● **Problem 1**: Copy from the text on government treatment of religious groups, below, the passage between "On August 14, the" and "Dzomic remained in the country at year’s end.", inclusive, with no changes.
● **Problem 2**: In the records below, how many lines contain the string "face"? Case counts. Give only the number.

··· Source ···

Some religious groups voiced dissatisfaction with the amount and type of assistance received from the government because, they stated, only the largest religious groups received funding. Other groups complained that they had not been informed about the criteria established to request funds. Throughout the year, the CPC received 55,575 euros ($75,550), the Muslim community 54,800 euros ($75,482), the SPC 43,567 euros ($ 60,010), the Jewish community 5,260 euros ($ 21,019), and the Catholic Church 23,498 euros ($ 32,366).

The Ministry of Interior denied permits for temporary residency to several dozen resident SPC clergy, saying that the SPC had not properly registered with the Ministry of Interior as an official religious group. The SPC stated, however, that it had submitted a request for registration. The SPC complained that the government’s delay in acting on its registration request was politically motivated. According to press reports, the SPC’s Metropolitan Amfilohije had sent a letter to the minister of interior, as opposed to filing the proper forms at the Ministry of Interior.

On August 14, the Ministry of Interior for the fourth time denied a residency permit to the rector of the SPC’s Podgorica parish, Velibor Dzomic, despite his presence in the country for 19 years, and following a third Administrative Court decision overturning the ministry’s prior denials of a temporary residence permit to Dzomic. According to the ministry, Dzomic did not receive a permit because the National Security Agency concluded his presence “jeopardized national security, peace, and order.” Dzomic remained in the country at year’s end.

The SPC stated that the government’s denial of visas and threats of deportation of some of its foreign clergy constituted religious and political discrimination by the Ministry of Interior. The ministry denied any discrimination, stating that its actions were lawful because the SPC had not properly registered with it and had not filed the normal petition to obtain legal status. On June 11, the Ministry of Interior ordered the expulsion of SPC priest Aleksandar Papic from Herceg Novi on “national security grounds.” Papic filed an appeal and remained in the country at year’s end.

The government started negotiating a status agreement with the SPC, similar to ones it signed with the Islamic and Jewish community and the Holy See. The agreement, once completed, would define the legal status and rights of SPC as a religious organization, its clergy members, property rights, and its relation to the state. The SPC, however, criticized the government, stating that it prolonged the negotiating process.

··· Dataset content ···

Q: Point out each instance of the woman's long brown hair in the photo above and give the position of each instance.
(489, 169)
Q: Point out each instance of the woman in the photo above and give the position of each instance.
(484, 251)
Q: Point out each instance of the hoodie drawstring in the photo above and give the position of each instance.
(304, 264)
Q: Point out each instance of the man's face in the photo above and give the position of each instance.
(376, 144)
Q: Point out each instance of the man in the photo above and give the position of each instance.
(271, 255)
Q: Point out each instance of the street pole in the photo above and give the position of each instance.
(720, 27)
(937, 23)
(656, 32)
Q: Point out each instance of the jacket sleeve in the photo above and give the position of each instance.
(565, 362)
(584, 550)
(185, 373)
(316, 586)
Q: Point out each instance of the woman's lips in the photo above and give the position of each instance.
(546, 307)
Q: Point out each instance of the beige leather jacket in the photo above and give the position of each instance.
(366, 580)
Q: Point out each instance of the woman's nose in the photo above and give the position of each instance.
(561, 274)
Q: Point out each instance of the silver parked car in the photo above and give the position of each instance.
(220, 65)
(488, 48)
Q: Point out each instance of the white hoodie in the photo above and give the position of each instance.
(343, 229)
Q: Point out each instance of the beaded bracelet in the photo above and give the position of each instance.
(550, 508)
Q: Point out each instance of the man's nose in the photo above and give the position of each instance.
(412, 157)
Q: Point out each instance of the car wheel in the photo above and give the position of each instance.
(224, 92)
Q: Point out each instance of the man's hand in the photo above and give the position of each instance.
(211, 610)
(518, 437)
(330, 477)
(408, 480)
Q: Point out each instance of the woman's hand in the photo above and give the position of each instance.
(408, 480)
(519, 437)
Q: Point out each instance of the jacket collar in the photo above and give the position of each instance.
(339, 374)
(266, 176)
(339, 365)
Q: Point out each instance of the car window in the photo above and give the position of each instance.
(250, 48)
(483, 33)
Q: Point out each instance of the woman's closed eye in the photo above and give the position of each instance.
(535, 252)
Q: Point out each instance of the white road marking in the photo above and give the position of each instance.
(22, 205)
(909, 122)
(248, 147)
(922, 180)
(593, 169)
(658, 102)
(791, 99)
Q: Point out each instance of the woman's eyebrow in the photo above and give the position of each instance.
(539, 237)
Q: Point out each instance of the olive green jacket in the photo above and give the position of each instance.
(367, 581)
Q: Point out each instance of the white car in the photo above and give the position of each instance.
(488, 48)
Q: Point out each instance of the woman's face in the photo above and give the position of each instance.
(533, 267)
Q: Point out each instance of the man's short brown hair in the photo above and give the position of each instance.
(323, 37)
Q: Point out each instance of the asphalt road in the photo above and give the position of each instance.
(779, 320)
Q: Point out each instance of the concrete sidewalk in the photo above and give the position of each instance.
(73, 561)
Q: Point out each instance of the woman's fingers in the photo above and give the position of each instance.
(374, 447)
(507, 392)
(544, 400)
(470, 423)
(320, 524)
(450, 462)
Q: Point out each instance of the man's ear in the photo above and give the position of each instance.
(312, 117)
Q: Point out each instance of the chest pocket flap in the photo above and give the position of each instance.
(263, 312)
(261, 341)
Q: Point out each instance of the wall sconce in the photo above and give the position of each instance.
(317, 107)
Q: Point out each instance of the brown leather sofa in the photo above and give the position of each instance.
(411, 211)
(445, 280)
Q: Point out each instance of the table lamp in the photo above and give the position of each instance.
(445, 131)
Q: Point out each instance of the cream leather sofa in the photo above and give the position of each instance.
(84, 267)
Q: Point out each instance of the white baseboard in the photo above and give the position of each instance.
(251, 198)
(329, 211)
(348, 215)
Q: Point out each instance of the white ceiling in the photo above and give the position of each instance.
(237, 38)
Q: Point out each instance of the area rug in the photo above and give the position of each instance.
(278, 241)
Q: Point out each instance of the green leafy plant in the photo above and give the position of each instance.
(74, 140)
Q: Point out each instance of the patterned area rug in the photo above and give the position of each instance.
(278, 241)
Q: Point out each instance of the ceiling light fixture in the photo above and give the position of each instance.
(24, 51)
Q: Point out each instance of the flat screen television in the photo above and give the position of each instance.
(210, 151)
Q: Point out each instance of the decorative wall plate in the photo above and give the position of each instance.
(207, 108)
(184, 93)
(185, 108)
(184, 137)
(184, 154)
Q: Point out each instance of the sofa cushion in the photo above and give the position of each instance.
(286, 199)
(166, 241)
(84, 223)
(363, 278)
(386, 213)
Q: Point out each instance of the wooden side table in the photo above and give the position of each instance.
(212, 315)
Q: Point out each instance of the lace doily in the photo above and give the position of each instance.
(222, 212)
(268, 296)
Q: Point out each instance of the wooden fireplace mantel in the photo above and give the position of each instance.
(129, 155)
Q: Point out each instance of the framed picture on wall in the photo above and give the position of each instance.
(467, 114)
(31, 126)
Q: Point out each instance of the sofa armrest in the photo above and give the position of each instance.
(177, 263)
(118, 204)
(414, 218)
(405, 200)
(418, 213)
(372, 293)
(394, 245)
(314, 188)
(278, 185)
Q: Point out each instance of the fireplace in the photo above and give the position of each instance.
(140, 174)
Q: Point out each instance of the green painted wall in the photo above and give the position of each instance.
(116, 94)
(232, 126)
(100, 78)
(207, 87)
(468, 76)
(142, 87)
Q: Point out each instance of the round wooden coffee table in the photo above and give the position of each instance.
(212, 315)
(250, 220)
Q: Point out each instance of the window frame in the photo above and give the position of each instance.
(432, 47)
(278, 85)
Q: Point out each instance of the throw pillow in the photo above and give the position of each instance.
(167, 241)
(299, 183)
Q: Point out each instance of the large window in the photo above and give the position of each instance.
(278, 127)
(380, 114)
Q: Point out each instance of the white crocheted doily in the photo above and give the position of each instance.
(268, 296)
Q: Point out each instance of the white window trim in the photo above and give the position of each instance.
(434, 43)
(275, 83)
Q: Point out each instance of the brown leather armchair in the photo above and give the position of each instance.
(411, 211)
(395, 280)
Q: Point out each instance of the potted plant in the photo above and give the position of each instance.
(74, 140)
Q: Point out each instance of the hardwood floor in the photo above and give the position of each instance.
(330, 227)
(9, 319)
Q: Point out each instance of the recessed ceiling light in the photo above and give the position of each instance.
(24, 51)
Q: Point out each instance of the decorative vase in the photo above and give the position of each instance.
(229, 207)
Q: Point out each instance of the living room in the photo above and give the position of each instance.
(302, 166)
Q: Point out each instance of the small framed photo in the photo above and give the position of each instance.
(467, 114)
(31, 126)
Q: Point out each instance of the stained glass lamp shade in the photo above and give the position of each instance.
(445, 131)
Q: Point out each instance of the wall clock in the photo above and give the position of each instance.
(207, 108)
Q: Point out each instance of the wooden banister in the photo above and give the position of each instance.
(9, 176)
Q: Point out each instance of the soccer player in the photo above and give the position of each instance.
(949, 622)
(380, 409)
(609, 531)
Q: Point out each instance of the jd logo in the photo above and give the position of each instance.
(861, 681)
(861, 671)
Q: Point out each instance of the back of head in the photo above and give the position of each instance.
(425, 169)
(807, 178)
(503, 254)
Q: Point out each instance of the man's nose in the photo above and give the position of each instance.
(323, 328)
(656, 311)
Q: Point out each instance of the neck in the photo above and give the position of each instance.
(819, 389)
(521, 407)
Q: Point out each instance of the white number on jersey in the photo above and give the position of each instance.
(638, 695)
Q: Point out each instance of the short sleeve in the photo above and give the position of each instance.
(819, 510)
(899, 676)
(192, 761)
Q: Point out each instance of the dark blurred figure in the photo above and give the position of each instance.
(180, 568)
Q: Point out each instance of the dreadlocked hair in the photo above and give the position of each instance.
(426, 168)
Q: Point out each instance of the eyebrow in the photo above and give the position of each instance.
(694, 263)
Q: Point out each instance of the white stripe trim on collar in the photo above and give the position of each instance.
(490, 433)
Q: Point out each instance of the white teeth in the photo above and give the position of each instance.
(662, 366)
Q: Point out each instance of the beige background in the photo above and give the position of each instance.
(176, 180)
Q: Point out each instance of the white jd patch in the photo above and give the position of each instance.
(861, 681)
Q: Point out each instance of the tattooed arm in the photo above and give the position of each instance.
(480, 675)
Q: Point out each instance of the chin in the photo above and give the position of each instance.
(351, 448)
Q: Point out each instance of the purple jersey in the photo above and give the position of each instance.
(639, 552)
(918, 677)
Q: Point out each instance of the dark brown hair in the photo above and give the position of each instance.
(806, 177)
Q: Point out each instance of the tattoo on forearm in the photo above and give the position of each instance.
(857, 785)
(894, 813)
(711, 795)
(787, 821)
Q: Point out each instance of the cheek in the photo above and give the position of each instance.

···

● **Worked answer 1**:
On August 14, the Ministry of Interior for the fourth time denied a residency permit to the rector of the SPC’s Podgorica parish, Velibor Dzomic, despite his presence in the country for 19 years, and following a third Administrative Court decision overturning the ministry’s prior denials of a temporary residence permit to Dzomic. According to the ministry, Dzomic did not receive a permit because the National Security Agency concluded his presence “jeopardized national security, peace, and order.” Dzomic remained in the country at year’s end.

● **Worked answer 2**: 2